Masterpiece and “masterpieces”

Many men write books, but few leave a legacy, a school of life and thought. The RCR was the foundation of Dr. Plinio’s work; his children, the living stones of that building.

Sacred Scriptures tell us that there is a “book of life” (Phil 4:3; Rev 13:8; 17:8; 20:15; 21:27) that lists not only the blessed in Paradise, but also those already living in a state of beatitude in this vale of tears. In this sense, it can be attested that Plinio Corrêa de Oliveira’s life was, in practice, a constant preface to Heaven, while he continued to fight without ceasing for the Church Militant with the weapons of God, to resist the insidious wiles of the devil (cf. Eph 6:11).

Born at the dawn of the 20th century, in the little São Paulo of yesteryear, the boy Plinio received an exemplary religious, academic and social education from an early age, thanks to the care of his zealous mother, Lucilia.

As an adolescent, he had to resolutely cross the swamp of sin that inundated his surroundings. These circumstances allowed him to discern the phenomenon that he would later call the Revolution, which, like a hydra, was progressively attacking the last remnants of Christian Civilization, at that time casting their final glimmers.

When he joined the Catholic movement, Dr. Plinio realized that this Leviathan was daring to breathe dense darkness into the very heart of the Catholic Church, and he wondered how he could somehow intercept its advance.

Accordingly, he came to a conclusion: “If I do not fight the Revolution, I will not have lived.” In other words, the book of his life had to be a true gest, or it simply would not be. His full identification with this ideal – the Counter-Revolution – has meant that his name has become, in a paradigmatic and irrefutable way, a standard for those who follow this path, even almost three decades after his departure for eternity.

In 1943 his first book, In Defence of Catholic Action, was published. Prefaced by the Apostolic Nuncio to Brazil, Archbishop Benedetto Aloisi Masella, and the subject of a letter of praise on behalf of Pius XII, sent by His Holiness’ Secretariat of State and signed by Monsignor Giovanni Battista Montini, the future Paul VI, the work denounced the germs of egalitarianism and secularization that had been stealthily introduced into the ecclesial sphere. Time proved that Dr. Plinio’s prognoses were correct.

*DATA*
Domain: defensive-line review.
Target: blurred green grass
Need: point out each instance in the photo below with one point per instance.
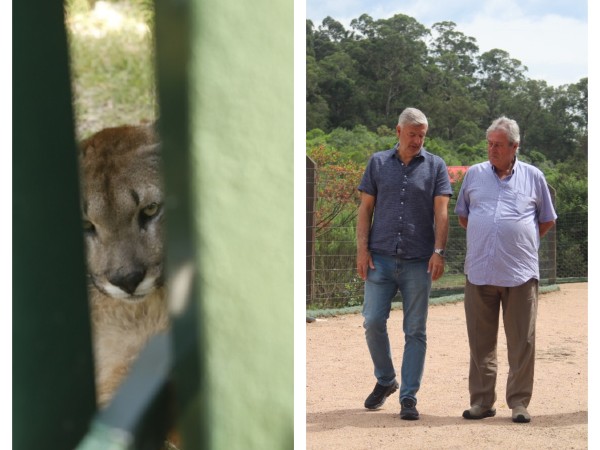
(112, 63)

*TO-DO LIST*
(A) According to the text about Plinio Corrêa de Oliveira, who wrote the preface to his first book?
(B) From the text about Plinio Corrêa de Oliveira, pull out the passage starting with "Sacred Scriptures tell" and going on through "(cf. Eph 6:11).".

*ANSWERS*
(A) The Apostolic Nuncio to Brazil, Archbishop Benedetto Aloisi Masella.

(B)
Sacred Scriptures tell us that there is a “book of life” (Phil 4:3; Rev 13:8; 17:8; 20:15; 21:27) that lists not only the blessed in Paradise, but also those already living in a state of beatitude in this vale of tears. In this sense, it can be attested that Plinio Corrêa de Oliveira’s life was, in practice, a constant preface to Heaven, while he continued to fight without ceasing for the Church Militant with the weapons of God, to resist the insidious wiles of the devil (cf. Eph 6:11).